WHAT YOU ARE ASKED TO DO —
Reproduce word for word the items from the line with "the white chest" through the end of the items, including both the first and the last line.

Location identification items:
┌──

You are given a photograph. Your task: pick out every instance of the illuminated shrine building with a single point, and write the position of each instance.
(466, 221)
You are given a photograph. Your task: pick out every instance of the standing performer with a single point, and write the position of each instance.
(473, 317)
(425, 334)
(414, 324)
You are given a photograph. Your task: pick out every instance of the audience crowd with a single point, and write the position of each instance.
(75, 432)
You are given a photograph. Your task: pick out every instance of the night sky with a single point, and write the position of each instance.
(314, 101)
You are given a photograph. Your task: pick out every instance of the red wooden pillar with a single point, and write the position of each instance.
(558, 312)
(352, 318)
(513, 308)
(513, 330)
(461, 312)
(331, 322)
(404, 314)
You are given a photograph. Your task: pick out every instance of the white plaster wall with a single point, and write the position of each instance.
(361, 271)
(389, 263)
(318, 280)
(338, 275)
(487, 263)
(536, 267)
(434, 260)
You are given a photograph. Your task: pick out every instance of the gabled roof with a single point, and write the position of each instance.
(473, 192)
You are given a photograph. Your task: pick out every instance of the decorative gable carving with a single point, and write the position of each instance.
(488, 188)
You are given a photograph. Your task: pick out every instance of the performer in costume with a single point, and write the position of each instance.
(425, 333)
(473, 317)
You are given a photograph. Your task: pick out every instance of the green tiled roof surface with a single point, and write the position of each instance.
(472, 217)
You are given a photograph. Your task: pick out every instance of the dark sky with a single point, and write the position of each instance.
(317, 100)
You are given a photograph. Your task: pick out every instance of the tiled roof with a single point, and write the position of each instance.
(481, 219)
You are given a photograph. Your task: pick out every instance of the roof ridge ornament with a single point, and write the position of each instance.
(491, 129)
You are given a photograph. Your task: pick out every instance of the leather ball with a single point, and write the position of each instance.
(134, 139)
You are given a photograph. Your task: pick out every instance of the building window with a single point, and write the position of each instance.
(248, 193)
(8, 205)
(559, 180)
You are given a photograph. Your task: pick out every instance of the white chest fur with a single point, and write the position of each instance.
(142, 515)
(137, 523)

└──

SOLUTION TO THE PROBLEM —
You are given a photograph. Your task: pick out every instance of the white chest fur with a single point, and write the position of each instance.
(142, 515)
(137, 523)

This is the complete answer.